_DESCRIPTION OF THE TASK_
From the data below, pull out every line that contains the string "roof" and list those lines unchanged.

━━━━━ MATERIAL FOR THIS TASK

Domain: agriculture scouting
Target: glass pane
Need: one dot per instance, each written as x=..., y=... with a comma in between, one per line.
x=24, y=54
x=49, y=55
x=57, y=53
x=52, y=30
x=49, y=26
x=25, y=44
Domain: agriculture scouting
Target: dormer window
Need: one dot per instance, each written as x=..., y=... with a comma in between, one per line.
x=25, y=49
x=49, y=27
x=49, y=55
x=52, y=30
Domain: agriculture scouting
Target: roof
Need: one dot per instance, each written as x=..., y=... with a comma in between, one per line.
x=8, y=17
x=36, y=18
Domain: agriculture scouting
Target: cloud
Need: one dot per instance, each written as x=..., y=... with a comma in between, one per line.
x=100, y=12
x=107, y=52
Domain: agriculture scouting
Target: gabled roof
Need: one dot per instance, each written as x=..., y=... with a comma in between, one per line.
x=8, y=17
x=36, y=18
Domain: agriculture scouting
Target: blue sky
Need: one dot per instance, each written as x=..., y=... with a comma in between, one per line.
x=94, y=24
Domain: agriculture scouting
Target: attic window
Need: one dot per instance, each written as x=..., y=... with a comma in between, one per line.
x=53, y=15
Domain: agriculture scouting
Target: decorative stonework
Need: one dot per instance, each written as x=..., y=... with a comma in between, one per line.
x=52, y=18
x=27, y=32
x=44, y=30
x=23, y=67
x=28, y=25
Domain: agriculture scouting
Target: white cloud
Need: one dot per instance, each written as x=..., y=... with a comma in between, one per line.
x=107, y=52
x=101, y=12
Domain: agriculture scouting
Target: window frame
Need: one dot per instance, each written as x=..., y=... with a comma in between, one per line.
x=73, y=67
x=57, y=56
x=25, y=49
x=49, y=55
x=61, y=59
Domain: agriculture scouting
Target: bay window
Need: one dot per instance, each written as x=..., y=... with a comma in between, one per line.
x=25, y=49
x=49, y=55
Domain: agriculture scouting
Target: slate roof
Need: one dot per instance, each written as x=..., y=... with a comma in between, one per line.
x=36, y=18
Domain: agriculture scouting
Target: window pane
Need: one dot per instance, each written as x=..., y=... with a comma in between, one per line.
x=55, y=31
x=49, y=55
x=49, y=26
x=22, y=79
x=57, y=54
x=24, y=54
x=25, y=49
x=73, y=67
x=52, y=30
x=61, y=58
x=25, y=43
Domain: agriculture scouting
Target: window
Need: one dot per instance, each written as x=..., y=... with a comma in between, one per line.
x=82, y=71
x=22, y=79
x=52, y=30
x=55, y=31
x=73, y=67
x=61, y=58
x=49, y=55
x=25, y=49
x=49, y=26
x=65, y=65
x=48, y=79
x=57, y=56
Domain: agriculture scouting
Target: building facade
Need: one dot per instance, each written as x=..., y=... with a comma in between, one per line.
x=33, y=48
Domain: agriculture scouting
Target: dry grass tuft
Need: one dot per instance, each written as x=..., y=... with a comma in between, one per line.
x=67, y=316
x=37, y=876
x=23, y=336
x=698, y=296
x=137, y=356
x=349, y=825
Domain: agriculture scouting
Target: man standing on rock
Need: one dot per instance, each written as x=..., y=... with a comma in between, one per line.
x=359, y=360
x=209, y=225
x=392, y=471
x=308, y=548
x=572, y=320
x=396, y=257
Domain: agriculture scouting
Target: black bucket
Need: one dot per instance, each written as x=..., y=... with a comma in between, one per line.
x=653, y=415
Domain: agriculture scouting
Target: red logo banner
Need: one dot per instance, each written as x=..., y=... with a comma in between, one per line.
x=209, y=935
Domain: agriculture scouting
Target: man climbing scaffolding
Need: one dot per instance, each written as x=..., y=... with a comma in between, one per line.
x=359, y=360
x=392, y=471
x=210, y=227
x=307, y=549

━━━━━━━━━━

_EXPECTED OUTPUT_
Target: roof
Target: gabled roof
Target: slate roof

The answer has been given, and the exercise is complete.